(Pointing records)
______________________________

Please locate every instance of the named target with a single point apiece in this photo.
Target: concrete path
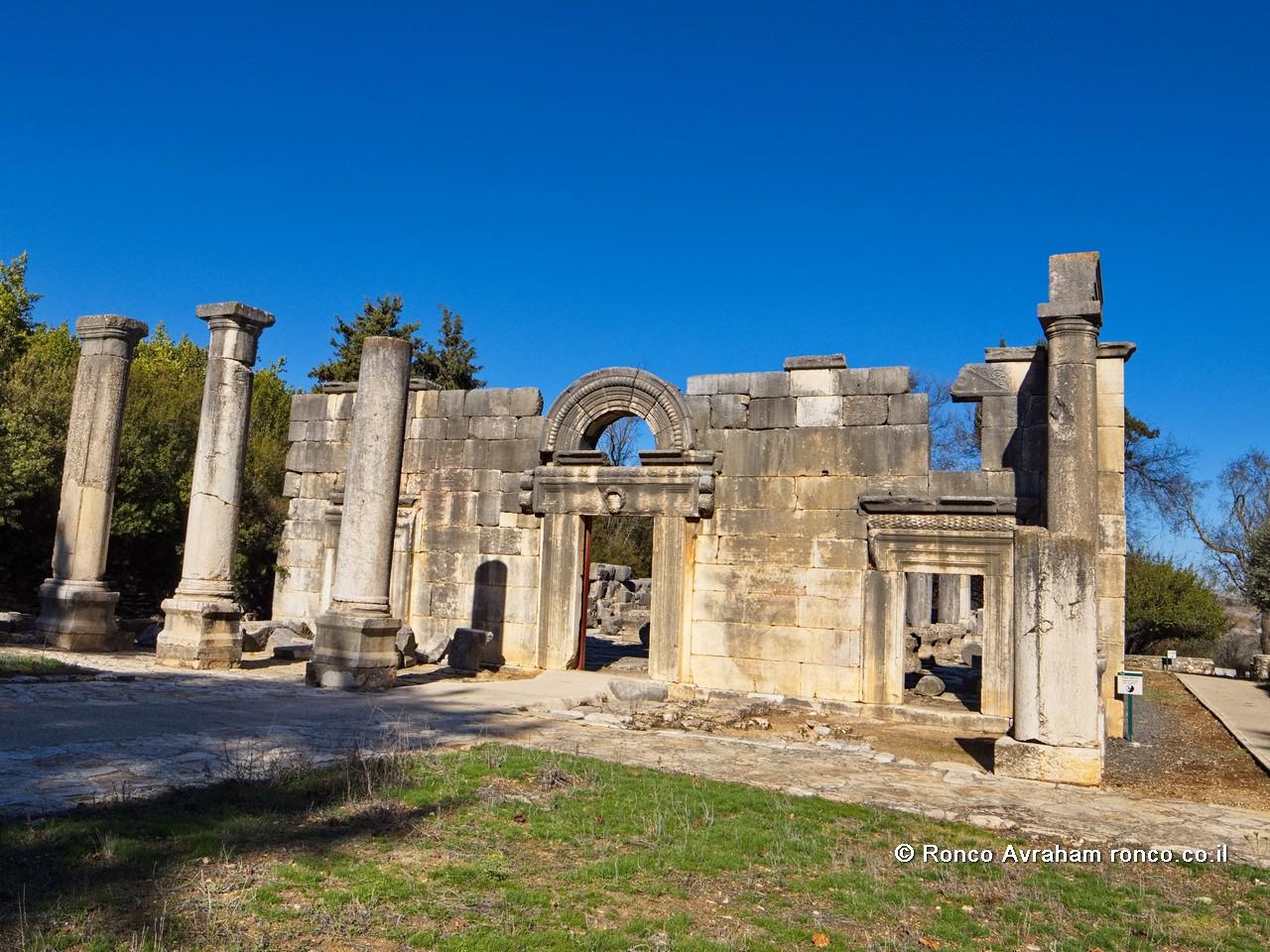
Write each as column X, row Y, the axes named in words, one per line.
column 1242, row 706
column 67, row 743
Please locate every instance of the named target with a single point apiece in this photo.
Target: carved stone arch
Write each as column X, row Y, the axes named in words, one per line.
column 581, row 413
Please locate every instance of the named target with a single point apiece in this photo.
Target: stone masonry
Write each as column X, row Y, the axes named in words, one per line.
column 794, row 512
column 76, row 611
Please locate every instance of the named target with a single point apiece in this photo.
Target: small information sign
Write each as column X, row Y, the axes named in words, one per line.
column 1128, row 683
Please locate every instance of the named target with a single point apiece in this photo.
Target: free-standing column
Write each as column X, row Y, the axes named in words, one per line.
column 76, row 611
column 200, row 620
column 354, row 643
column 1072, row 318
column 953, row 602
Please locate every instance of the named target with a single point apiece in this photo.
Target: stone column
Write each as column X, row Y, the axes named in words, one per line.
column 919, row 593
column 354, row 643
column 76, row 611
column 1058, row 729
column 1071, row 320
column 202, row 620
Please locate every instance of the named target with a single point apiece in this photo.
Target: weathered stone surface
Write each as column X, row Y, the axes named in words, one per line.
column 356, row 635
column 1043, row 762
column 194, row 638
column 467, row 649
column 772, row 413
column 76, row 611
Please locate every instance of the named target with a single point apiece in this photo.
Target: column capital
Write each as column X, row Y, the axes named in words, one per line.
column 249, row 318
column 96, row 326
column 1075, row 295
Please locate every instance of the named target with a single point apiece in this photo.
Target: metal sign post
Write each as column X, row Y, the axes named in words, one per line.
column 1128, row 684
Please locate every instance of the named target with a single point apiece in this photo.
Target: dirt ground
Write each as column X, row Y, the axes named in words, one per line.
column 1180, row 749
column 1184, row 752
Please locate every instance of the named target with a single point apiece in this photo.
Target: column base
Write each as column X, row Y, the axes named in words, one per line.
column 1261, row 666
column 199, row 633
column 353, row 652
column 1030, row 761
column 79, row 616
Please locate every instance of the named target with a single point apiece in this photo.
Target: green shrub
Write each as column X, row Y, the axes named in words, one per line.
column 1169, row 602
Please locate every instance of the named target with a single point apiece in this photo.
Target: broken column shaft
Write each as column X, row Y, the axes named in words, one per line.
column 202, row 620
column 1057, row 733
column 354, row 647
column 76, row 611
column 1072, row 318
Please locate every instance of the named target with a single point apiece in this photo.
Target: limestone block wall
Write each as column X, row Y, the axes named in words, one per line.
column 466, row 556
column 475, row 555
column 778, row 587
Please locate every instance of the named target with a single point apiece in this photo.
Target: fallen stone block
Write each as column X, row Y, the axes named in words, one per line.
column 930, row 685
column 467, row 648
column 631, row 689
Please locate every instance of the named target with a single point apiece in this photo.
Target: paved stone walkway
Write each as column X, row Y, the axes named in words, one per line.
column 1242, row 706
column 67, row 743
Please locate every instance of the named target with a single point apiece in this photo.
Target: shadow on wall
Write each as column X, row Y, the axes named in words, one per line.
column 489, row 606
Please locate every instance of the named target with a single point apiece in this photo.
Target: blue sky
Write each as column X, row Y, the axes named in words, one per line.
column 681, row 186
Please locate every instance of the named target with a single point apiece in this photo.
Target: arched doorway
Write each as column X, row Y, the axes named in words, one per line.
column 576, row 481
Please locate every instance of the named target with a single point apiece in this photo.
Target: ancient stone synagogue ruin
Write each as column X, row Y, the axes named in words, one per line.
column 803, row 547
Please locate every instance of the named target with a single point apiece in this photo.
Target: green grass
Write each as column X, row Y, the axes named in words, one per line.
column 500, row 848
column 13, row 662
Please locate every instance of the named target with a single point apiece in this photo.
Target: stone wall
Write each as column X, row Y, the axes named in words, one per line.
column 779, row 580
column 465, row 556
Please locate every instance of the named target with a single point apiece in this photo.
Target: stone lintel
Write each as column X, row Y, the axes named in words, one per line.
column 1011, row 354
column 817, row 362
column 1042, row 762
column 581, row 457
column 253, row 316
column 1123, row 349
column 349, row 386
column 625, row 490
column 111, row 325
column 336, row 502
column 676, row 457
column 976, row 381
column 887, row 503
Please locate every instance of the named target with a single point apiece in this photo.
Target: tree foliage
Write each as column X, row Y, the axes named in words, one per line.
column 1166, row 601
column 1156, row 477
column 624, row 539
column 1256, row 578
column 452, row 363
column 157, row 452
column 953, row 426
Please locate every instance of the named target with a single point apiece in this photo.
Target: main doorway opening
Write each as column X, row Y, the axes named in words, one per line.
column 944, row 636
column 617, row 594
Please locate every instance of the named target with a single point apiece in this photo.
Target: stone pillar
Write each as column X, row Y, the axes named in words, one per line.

______________________________

Exercise directions
Copy the stretch of the records from their start through the line containing "column 581, row 413", word for word and with the pictures left out.

Right answer
Please locate every instance of the named target with a single point apiece in this photo.
Target: concrete path
Write each as column X, row Y, the axes named in words, one per line.
column 1242, row 706
column 67, row 743
Please locate every instance of the named target with a single point apiece in this photo.
Target: carved stone arch
Write each as column X, row Y, the axes named in words, one per line.
column 581, row 413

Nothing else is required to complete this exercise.